Aim of the task: Give the data a second time, exactly and in full.

Records shown:
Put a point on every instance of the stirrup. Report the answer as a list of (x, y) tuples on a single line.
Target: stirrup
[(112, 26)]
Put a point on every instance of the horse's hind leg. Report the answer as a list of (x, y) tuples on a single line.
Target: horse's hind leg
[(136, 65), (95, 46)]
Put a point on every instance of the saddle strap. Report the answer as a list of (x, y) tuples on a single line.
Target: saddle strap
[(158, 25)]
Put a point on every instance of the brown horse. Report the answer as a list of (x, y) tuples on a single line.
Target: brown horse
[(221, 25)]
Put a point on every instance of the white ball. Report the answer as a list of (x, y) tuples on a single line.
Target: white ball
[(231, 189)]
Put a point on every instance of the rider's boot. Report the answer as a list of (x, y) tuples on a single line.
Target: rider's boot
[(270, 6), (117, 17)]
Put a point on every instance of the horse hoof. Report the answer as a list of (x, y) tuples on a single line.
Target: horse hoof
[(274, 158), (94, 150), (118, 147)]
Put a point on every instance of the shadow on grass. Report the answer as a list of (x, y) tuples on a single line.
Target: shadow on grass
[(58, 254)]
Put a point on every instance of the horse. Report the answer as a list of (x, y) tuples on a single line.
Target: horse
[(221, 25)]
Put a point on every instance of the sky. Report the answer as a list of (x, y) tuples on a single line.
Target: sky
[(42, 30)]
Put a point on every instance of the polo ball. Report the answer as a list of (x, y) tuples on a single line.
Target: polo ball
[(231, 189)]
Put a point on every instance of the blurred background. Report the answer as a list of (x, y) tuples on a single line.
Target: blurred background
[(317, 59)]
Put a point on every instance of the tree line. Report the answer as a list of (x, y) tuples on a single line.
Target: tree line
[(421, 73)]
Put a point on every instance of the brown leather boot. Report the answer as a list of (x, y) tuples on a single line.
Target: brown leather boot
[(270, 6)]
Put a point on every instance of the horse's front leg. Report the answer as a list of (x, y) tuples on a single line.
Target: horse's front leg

Finished task:
Put a point on every instance of the stirrup. Report the answer as a list of (x, y) tuples on a single line.
Target: stirrup
[(112, 26)]
Put a point on every instance of the horse's hind leg. Report the answer as a list of (x, y) tuples on a single line.
Target: horse's hind leg
[(136, 65), (95, 46)]
Put a point on every instance of the saddle strap. Report the answer as a list of (x, y) tuples on a single line.
Target: saddle strap
[(158, 25)]
Put a point on every instance of the brown horse. Report the answer as a list of (x, y) tuples on a single line.
Target: brown horse
[(221, 25)]
Put a point on every instance of the white ball. Report the answer as a list of (x, y) tuples on a single line.
Target: white ball
[(231, 189)]
Put a point on every instance of the rider's boot. Report the answer as a list of (x, y) tuples on a single line.
Target: rider's boot
[(270, 6), (117, 17)]
Put a point on every instance of the horse hoof. Report the answer as a list of (x, y) tuples on a single line.
Target: horse hoof
[(274, 158), (94, 150), (118, 147)]
Put a point on every instance of the shadow on grass. Report the answer as a list of (x, y) tuples on a single line.
Target: shadow on grass
[(58, 254)]
Put a point on every instance of the horse. Report the answer as a list of (x, y) tuples on a single line.
Target: horse
[(221, 25)]
Put a point on every instance of the sky. Report the answer as a list of (x, y) tuples on a single line.
Target: sky
[(42, 30)]
Put a point on every instance of the polo ball. Report the answer as a list of (x, y) tuples on a single line.
Target: polo ball
[(231, 189)]
Put a point on every instance of the blurred background. Report the answer as a list of (x, y) tuples on a single line.
Target: blurred background
[(317, 59)]
Put a point on every instance of the tree line. Report the answer as a list of (x, y) tuples on a single line.
Target: tree line
[(421, 73)]
Put a point on every instance of the brown leather boot. Report the answer as a list of (x, y) tuples on a single line.
Target: brown leather boot
[(270, 6)]
Put a point on every instance of the horse's front leg. Report the answer as a list of (x, y) tuples on a single line.
Target: horse's front leg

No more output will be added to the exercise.